*Aim of the exercise*.
Please reproduce every row below word for word, keeping each line as it stands and in the same order.

*Given data*.
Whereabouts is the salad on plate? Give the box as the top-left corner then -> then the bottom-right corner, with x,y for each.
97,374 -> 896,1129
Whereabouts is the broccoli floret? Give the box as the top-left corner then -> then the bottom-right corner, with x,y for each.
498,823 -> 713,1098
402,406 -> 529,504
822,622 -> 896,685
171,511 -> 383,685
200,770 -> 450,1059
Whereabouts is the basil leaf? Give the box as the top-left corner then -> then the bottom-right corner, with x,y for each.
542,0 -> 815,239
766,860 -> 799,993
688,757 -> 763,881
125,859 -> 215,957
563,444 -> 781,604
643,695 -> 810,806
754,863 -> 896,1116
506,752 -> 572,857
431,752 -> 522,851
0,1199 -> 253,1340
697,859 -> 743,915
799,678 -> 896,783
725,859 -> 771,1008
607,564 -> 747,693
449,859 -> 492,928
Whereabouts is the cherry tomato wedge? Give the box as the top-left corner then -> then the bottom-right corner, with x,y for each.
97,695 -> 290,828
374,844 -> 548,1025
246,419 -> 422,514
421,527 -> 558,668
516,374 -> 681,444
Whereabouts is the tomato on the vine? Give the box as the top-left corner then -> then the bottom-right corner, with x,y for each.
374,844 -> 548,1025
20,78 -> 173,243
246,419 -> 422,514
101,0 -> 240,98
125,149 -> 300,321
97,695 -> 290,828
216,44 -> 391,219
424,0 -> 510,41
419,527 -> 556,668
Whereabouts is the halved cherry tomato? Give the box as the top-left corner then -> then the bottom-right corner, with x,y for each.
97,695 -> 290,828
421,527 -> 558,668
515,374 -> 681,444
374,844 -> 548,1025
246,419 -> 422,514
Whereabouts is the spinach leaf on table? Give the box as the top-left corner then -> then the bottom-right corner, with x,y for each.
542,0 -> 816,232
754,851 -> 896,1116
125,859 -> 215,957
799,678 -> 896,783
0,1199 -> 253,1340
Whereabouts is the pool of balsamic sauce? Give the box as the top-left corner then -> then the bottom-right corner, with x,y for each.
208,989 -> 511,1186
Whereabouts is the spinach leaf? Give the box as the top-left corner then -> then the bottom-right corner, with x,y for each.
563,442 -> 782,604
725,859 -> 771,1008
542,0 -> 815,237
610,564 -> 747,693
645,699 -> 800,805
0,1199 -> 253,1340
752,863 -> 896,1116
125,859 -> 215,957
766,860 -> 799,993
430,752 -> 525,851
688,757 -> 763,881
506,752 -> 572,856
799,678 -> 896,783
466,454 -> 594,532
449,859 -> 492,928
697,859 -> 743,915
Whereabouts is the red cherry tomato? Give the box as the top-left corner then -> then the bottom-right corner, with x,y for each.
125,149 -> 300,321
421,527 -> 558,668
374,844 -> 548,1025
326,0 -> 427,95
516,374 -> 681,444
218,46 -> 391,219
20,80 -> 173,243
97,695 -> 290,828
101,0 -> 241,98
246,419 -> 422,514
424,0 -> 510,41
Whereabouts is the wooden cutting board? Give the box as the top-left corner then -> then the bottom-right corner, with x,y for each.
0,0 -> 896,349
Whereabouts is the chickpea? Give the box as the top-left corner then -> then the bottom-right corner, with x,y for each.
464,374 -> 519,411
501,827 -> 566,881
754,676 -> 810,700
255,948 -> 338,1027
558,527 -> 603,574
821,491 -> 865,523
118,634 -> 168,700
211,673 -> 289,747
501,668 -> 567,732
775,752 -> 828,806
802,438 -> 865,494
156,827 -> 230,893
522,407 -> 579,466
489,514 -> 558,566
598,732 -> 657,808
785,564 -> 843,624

*The solution*.
Whereabouts is the salad on plate? Give the box as the top-left corner then -> then the bottom-right corner, with x,y for each.
97,374 -> 896,1129
Whereabouts is the broccoli floret? Give the box as the top-left corner then -> then the bottom-right corner, with x,y for each.
498,823 -> 713,1098
402,406 -> 529,504
822,622 -> 896,685
171,511 -> 383,685
200,770 -> 450,1059
Whereabouts is the basil leaf? Give the box as the top-left corner then -> then the bottom-right corner, with x,y for each.
542,0 -> 815,239
766,860 -> 799,993
688,757 -> 763,881
125,859 -> 215,957
563,444 -> 781,604
643,695 -> 810,806
754,863 -> 896,1116
506,752 -> 572,857
431,752 -> 522,851
0,1199 -> 253,1340
697,859 -> 743,915
799,678 -> 896,783
725,859 -> 771,1008
607,564 -> 747,693
449,859 -> 492,928
Whereabouts is the cherry tomato wedge? Give the box as the top-left corner then -> then the bottom-right corner, with x,y for each.
97,695 -> 290,828
374,844 -> 548,1025
246,419 -> 422,514
421,527 -> 558,668
516,374 -> 681,444
Whereabouts is the tomato on the vine? Give the box as the top-left corner then -> then the bottom-right corner, with x,y for each.
374,844 -> 548,1025
20,78 -> 173,243
246,419 -> 422,514
101,0 -> 240,98
125,149 -> 300,321
97,695 -> 290,828
216,44 -> 391,219
424,0 -> 510,41
419,527 -> 556,668
Whereabouts is the halved cherry tomato? Give the box as the top-left corner then -> then the bottom-right corner, with x,y for each.
97,695 -> 290,828
421,527 -> 558,668
515,374 -> 681,444
374,844 -> 548,1025
246,419 -> 422,514
Whereabouts is the spinach leaf on table? Give the box as the top-left corner then -> then the bottom-right corner, with x,y for each.
542,0 -> 816,232
754,851 -> 896,1116
125,859 -> 215,957
799,678 -> 896,783
0,1199 -> 253,1340
Whereabouts is the pool of balsamic sauce? Give the box as the top-left corner then -> then the bottom-right corner, with x,y for each.
208,989 -> 511,1186
Whereabouts is the spinach leaf? Give the box as the top-left corner then -> then the bottom-right corner, with x,y for each.
563,442 -> 782,604
725,859 -> 771,1008
542,0 -> 815,237
610,564 -> 747,693
645,699 -> 800,805
0,1199 -> 253,1340
752,863 -> 896,1116
125,859 -> 215,957
766,860 -> 799,993
430,752 -> 525,851
688,757 -> 763,881
506,752 -> 572,856
799,678 -> 896,783
466,454 -> 594,532
449,859 -> 492,928
697,859 -> 743,915
Whereabouts is the red cherry tomato? Give the box as the top-left corner then -> then the bottom-right corner, with x,y for each.
125,149 -> 300,321
421,527 -> 558,668
374,844 -> 548,1025
326,0 -> 427,95
516,374 -> 681,444
218,46 -> 391,219
20,80 -> 173,243
97,695 -> 290,828
101,0 -> 241,98
246,419 -> 422,514
424,0 -> 510,41
Whereabouts is the wooden cutting board? Give the box as the top-left corner then -> then the bottom-right corner, with x,y for each.
0,0 -> 896,349
Whereabouts is the chickpea? Give the box as the top-left corner then -> then the bottom-right corner, with x,y for each.
464,374 -> 519,411
501,827 -> 566,881
754,676 -> 810,700
255,948 -> 338,1027
558,527 -> 603,574
821,491 -> 865,523
118,634 -> 168,700
211,673 -> 289,747
501,668 -> 567,732
775,752 -> 828,806
802,438 -> 865,494
156,827 -> 230,893
522,407 -> 579,466
489,514 -> 558,566
598,732 -> 657,808
785,564 -> 843,624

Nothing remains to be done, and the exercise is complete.